Beco estreito entre o mercado de frutas e a venda de galetos. Linha de estátuas: mulheres com bacias de plástico no colo. Fardos de vagens de feijão verde e caixas de frutas empilhadas ao redor. Olhos fixos nos mostruários. Mãos movendo-se mecanicamente, sem nenhuma variação ou pausa. Mães das feirantes, avós das crianças, que as ajudavam. Vítimas de uma distribuição social do trabalho infame, todas. Tempos modernos que ainda são os velhos tempos. Sempre sorrindo…
“Se você sorri/Com seu medo e tristeza/Sorria e talvez amanhã/Você descobrirá que a vida ainda vale a pena/Se você apenas Sorrir”…
Manhã cinzenta. Estrutura metálica do mercado pobremente mantida. Goteiras no teto de zinco aumentando a sensação de fragilidade. Chuva escoando pela pequena vala no centro do beco, acompanhada pela fetidez da água do abatedouro. Pausa temporária, conversa animada sobre as Festas. Multicoloridas frutas e hortaliças completava a mise-en-scène. Mulheres prisioneiras dos frutos da terra. Mãe Terra.
Mulher de meia idade, pele curtida pelo sol, rugas prematuras, conversando animadamente com o comprador de amendoim cozinhado. Mãe de três filhos, todos “flanelinhas” nas imediações do mercado. “São homens trabalhadores, honestos”, confidenciou. Orgulho maternal tão grande quanto o sorriso iluminando seu rosto. Trocamos mensagens de Boas Festas.
Voz infantil nos chamou. Filha de uma das feirantes. Moveu-se em nossa direção. Saltitando, como se brincando virtualmente de academia. Agradeceu o nosso presente de Natal: um vestido cor de rosa. Olhos inteligentes. Comunicou prontamente, antes que perguntássemos os resultados das provas finais, como se justificando nossa generosidade. Quer ser uma “artista” quando crescer, nos informou. Apoiando e desaprovando ao mesmo tempo, a mãe sorriu. “Ela está se dando bem na escola”, comentou. Voltou aos seus sonhos e livros de desenho, junto com a sua melhor amiga.
Lembranças da África: avós instaladas em quiosques, vendendo frutas e vegetais. Filhas e netas ajudando a acumular patrimônio para usar como dote, quando chegassem à idade de casamento, na adolescência. Rodeadas pela pobreza opressora e pouca expectativa de uma longa vida. Progresso parecia ser algo inaccessível. Lugar distante, contexto diferente, mesmo gênero.
==*==
## Instrução escrita A
Reproduza sem alterações o trecho da crônica do mercado que se inicia nas palavras "Lembranças da África: avós" e vai até "diferente, mesmo gênero.", inclusive.
## Instrução escrita B
Quais alimentos são mencionados nos quatro primeiros parágrafos da crônica do mercado?
==*==
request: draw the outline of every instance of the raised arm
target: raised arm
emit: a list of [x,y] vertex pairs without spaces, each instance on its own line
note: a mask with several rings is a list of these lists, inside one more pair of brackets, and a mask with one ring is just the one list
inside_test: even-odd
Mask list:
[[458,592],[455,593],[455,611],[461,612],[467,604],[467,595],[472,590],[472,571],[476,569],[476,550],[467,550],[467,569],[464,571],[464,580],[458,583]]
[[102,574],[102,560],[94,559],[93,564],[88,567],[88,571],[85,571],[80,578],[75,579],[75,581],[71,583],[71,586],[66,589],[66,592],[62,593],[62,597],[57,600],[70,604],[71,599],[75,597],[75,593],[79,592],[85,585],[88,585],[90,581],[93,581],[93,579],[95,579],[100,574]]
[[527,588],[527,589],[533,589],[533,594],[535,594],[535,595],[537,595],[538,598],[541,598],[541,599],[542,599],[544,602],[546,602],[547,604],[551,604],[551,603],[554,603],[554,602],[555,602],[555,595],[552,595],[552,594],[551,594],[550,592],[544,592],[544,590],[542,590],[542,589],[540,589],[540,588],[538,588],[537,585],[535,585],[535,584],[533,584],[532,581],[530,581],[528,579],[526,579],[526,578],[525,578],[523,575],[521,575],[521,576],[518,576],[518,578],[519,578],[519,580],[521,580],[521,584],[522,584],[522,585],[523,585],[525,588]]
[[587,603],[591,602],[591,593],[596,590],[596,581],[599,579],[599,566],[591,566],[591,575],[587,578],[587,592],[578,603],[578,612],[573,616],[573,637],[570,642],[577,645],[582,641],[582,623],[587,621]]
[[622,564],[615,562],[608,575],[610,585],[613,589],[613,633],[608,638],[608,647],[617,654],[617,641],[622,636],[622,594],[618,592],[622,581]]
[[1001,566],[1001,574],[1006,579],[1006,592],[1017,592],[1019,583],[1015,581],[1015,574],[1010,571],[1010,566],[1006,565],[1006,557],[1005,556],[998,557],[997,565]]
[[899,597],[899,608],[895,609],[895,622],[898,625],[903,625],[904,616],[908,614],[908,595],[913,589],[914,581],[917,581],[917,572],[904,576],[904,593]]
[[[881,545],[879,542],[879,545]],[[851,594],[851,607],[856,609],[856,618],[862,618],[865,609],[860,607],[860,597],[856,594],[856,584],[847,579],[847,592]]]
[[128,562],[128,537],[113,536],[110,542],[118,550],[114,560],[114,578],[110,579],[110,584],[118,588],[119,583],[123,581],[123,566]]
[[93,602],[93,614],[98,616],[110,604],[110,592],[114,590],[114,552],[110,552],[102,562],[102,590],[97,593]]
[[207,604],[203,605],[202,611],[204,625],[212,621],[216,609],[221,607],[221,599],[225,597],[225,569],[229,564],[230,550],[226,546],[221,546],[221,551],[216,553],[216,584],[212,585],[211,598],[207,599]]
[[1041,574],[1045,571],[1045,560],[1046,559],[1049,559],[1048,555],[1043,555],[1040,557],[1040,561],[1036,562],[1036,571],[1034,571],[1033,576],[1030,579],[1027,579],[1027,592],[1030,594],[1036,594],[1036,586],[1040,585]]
==*==
## Resposta escrita A
Lembranças da África: avós instaladas em quiosques, vendendo frutas e vegetais. Filhas e netas ajudando a acumular patrimônio para usar como dote, quando chegassem à idade de casamento, na adolescência. Rodeadas pela pobreza opressora e pouca expectativa de uma longa vida. Progresso parecia ser algo inaccessível. Lugar distante, contexto diferente, mesmo gênero.

## Resposta escrita B
- frutas
- galetos
- vagens de feijão verde
- hortaliças
- amendoim cozinhado